▶ [Required task]:
Count the lines in the entries below that contain the word "wheel". Reply with the number only.

Entries from a dataset:
(begin)

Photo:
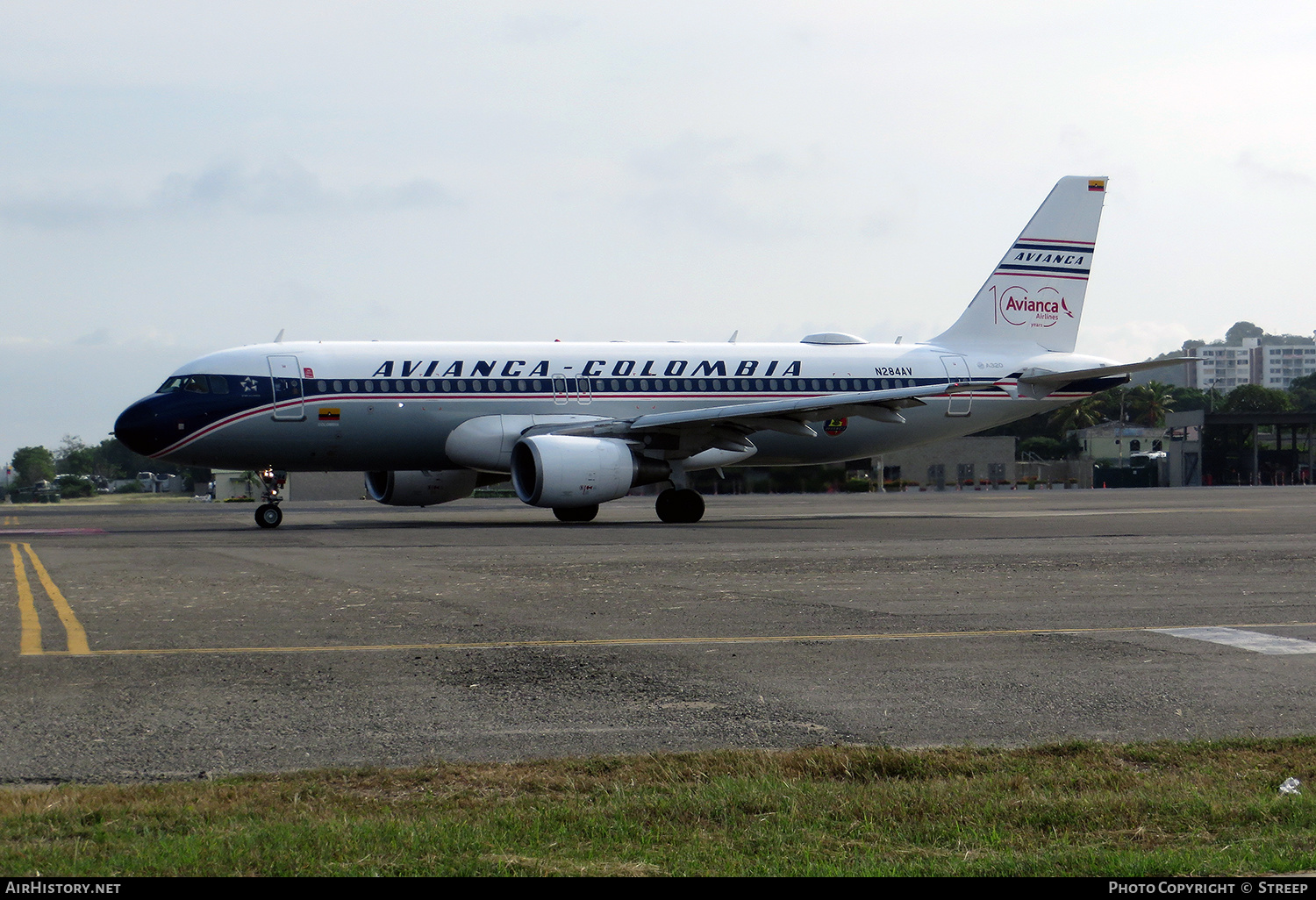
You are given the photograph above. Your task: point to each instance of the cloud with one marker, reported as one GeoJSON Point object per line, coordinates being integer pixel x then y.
{"type": "Point", "coordinates": [278, 189]}
{"type": "Point", "coordinates": [1262, 174]}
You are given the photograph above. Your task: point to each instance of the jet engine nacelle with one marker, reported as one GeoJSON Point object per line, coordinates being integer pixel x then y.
{"type": "Point", "coordinates": [421, 489]}
{"type": "Point", "coordinates": [562, 470]}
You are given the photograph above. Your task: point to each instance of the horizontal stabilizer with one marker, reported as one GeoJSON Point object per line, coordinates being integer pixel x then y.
{"type": "Point", "coordinates": [1037, 383]}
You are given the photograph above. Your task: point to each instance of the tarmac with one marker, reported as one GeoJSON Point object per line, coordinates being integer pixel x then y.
{"type": "Point", "coordinates": [178, 639]}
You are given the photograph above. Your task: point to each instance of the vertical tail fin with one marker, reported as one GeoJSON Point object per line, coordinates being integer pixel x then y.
{"type": "Point", "coordinates": [1034, 296]}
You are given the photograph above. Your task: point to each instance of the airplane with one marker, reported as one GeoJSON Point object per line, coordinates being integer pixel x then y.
{"type": "Point", "coordinates": [576, 425]}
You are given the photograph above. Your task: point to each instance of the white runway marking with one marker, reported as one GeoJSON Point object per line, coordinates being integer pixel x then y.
{"type": "Point", "coordinates": [1234, 637]}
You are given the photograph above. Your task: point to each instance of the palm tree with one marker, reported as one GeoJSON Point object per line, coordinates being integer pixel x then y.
{"type": "Point", "coordinates": [1149, 403]}
{"type": "Point", "coordinates": [1084, 413]}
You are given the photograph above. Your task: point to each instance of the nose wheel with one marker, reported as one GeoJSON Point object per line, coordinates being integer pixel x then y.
{"type": "Point", "coordinates": [268, 516]}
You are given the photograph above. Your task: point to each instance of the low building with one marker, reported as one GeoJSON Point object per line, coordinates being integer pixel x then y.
{"type": "Point", "coordinates": [974, 461]}
{"type": "Point", "coordinates": [1119, 441]}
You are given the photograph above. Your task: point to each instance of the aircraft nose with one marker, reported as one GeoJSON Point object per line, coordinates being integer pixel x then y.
{"type": "Point", "coordinates": [139, 428]}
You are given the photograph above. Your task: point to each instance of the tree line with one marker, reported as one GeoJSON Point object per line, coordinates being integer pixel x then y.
{"type": "Point", "coordinates": [81, 468]}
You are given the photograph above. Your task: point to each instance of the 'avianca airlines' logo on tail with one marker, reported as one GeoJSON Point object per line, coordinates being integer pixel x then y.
{"type": "Point", "coordinates": [1042, 310]}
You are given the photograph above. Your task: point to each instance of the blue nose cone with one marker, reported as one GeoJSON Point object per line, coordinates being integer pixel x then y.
{"type": "Point", "coordinates": [141, 429]}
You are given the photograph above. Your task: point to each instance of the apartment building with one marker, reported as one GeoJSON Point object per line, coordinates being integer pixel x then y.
{"type": "Point", "coordinates": [1224, 368]}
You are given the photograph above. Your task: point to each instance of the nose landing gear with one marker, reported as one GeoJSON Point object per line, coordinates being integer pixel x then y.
{"type": "Point", "coordinates": [268, 515]}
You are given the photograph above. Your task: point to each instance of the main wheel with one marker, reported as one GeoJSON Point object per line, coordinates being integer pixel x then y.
{"type": "Point", "coordinates": [682, 505]}
{"type": "Point", "coordinates": [576, 513]}
{"type": "Point", "coordinates": [268, 516]}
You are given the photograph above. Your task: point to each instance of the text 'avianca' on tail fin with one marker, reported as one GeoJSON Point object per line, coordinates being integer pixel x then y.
{"type": "Point", "coordinates": [1034, 296]}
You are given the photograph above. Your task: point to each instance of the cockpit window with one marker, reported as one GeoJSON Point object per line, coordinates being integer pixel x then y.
{"type": "Point", "coordinates": [195, 383]}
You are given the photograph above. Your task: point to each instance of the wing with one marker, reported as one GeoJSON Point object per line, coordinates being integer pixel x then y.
{"type": "Point", "coordinates": [726, 428]}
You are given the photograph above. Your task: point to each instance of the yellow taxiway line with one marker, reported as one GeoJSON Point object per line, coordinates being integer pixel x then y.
{"type": "Point", "coordinates": [637, 641]}
{"type": "Point", "coordinates": [29, 641]}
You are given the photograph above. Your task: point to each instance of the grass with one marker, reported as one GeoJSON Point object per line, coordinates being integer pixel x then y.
{"type": "Point", "coordinates": [1063, 810]}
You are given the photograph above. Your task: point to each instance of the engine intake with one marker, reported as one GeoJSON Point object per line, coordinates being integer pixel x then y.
{"type": "Point", "coordinates": [421, 489]}
{"type": "Point", "coordinates": [562, 471]}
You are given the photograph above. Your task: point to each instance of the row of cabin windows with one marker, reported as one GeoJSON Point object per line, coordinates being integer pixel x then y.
{"type": "Point", "coordinates": [218, 384]}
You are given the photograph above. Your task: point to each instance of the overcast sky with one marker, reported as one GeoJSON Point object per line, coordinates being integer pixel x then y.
{"type": "Point", "coordinates": [176, 178]}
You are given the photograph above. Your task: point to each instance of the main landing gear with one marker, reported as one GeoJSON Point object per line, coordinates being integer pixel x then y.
{"type": "Point", "coordinates": [268, 515]}
{"type": "Point", "coordinates": [679, 505]}
{"type": "Point", "coordinates": [576, 513]}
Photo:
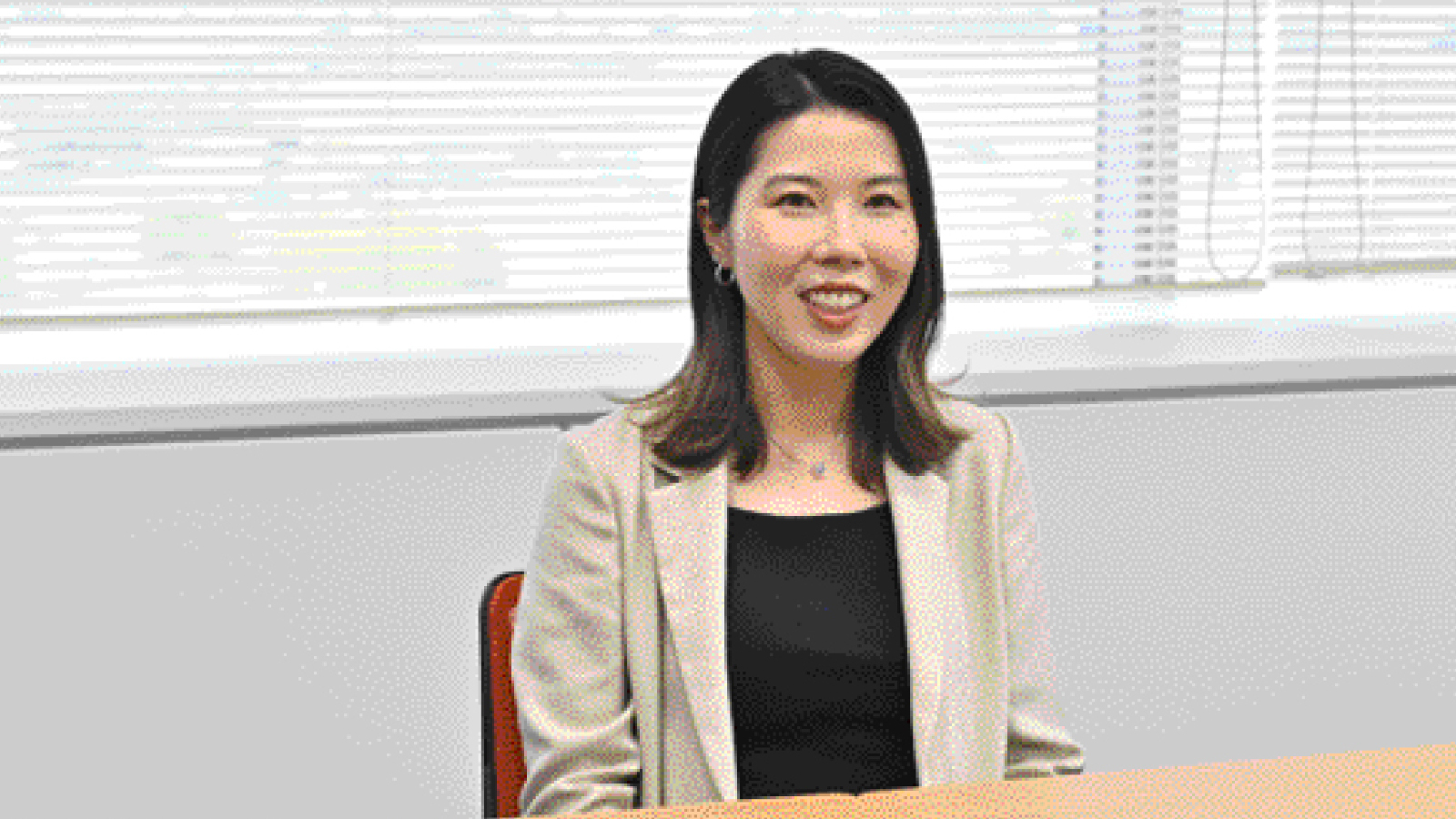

(end)

▶ [Solution for this exercise]:
2